Annotation data for object locations:
--*--
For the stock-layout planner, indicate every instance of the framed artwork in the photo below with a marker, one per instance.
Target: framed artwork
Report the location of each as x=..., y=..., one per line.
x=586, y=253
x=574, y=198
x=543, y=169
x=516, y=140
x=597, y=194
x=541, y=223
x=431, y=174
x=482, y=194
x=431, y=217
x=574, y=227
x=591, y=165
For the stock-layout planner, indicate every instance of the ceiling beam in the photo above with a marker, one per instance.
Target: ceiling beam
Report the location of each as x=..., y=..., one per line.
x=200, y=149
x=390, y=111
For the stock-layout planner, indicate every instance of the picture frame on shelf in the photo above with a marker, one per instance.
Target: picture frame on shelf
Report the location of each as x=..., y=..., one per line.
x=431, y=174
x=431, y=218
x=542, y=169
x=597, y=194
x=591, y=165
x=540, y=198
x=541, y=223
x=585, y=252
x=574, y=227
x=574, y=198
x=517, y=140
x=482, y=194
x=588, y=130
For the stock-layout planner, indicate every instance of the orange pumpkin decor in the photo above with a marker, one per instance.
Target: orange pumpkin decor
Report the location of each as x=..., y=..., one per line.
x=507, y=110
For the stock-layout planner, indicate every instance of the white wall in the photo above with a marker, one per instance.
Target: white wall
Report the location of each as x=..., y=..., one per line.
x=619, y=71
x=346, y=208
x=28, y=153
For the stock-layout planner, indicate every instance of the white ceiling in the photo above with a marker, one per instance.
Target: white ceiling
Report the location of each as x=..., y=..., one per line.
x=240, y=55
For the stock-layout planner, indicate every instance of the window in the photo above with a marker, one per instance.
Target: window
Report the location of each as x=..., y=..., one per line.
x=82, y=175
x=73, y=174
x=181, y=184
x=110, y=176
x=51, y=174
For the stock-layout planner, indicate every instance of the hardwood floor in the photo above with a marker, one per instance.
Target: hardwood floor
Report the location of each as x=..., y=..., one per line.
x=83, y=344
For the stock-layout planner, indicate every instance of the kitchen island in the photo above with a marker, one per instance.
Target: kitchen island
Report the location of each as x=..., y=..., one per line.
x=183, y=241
--*--
> _Problem statement_:
Put the lines of the items into a JSON list of strings, one string per line, starting at the first line and stopping after the line that contains "x=588, y=130". Leave out any blank lines.

> _Worked solution_:
[
  "For the stock-layout planner, indicate every instance of the framed artwork in the photo below with a marker, one per instance.",
  "Target: framed artwork",
  "Report the location of each as x=..., y=..., one per line.",
  "x=586, y=253",
  "x=574, y=198",
  "x=543, y=169",
  "x=516, y=140",
  "x=597, y=194",
  "x=541, y=223",
  "x=431, y=174",
  "x=482, y=194",
  "x=431, y=217",
  "x=574, y=227",
  "x=591, y=165",
  "For the stock-layout planner, indicate every instance of the ceiling beam in the photo above with a marker, one per instance.",
  "Target: ceiling beam",
  "Report the location of each as x=..., y=..., one per line.",
  "x=200, y=149",
  "x=390, y=111",
  "For the stock-layout planner, indicate every instance of the picture frame on shelf in the photo above with a marker, one per instance.",
  "Target: picture frame on shelf",
  "Report the location of each as x=..., y=..., one per line.",
  "x=431, y=174",
  "x=431, y=218",
  "x=542, y=169",
  "x=597, y=194",
  "x=591, y=165",
  "x=540, y=198",
  "x=541, y=223",
  "x=585, y=252",
  "x=574, y=227",
  "x=574, y=198",
  "x=517, y=140",
  "x=482, y=194",
  "x=588, y=130"
]